> **Task goal**
Can you write out all of the data below again, switching every "formatted sample" to "worked example" and leaving everything else as it is?

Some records
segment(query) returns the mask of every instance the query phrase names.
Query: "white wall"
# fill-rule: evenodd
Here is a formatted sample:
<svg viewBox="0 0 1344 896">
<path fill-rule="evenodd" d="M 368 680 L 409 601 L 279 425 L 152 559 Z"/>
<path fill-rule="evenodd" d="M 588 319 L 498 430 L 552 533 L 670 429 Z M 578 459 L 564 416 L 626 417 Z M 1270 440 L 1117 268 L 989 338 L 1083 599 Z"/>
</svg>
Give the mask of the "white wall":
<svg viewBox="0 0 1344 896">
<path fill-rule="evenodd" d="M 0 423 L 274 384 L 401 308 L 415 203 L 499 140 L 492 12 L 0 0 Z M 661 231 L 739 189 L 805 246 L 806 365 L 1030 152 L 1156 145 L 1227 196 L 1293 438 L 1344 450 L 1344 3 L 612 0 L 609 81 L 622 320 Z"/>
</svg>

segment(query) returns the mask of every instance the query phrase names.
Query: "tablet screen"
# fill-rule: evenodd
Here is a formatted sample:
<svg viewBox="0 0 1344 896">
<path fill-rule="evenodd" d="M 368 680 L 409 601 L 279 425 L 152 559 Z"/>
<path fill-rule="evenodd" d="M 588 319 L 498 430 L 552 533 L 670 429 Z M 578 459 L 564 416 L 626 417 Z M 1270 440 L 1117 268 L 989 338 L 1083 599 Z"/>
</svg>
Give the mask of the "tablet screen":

> **Expected answer**
segment(query) returns the mask of every instance the query phrase names.
Query: "white wall"
# fill-rule: evenodd
Here is a worked example:
<svg viewBox="0 0 1344 896">
<path fill-rule="evenodd" d="M 368 680 L 409 601 L 279 425 L 152 559 Z"/>
<path fill-rule="evenodd" d="M 588 319 L 498 430 L 552 533 L 670 429 Z M 578 459 L 564 416 L 626 417 Z M 1270 440 L 1117 268 L 989 338 L 1083 599 Z"/>
</svg>
Give the mask of the "white wall":
<svg viewBox="0 0 1344 896">
<path fill-rule="evenodd" d="M 0 423 L 274 384 L 401 308 L 415 203 L 499 140 L 492 12 L 0 0 Z M 661 231 L 739 189 L 805 246 L 806 365 L 1030 152 L 1156 145 L 1227 196 L 1293 438 L 1344 450 L 1344 3 L 612 0 L 609 81 L 622 320 Z"/>
</svg>

segment(query) returns the mask of every instance the query phrase names.
Query: "tablet screen"
# fill-rule: evenodd
Here is a worked example:
<svg viewBox="0 0 1344 896">
<path fill-rule="evenodd" d="M 368 680 L 409 601 L 279 425 L 152 559 Z"/>
<path fill-rule="evenodd" d="M 588 319 L 498 430 L 552 533 L 670 429 Z M 578 459 L 564 416 L 626 417 Z M 1270 440 L 1117 268 L 989 338 L 1083 599 Z"/>
</svg>
Give the mask of the "tablet screen":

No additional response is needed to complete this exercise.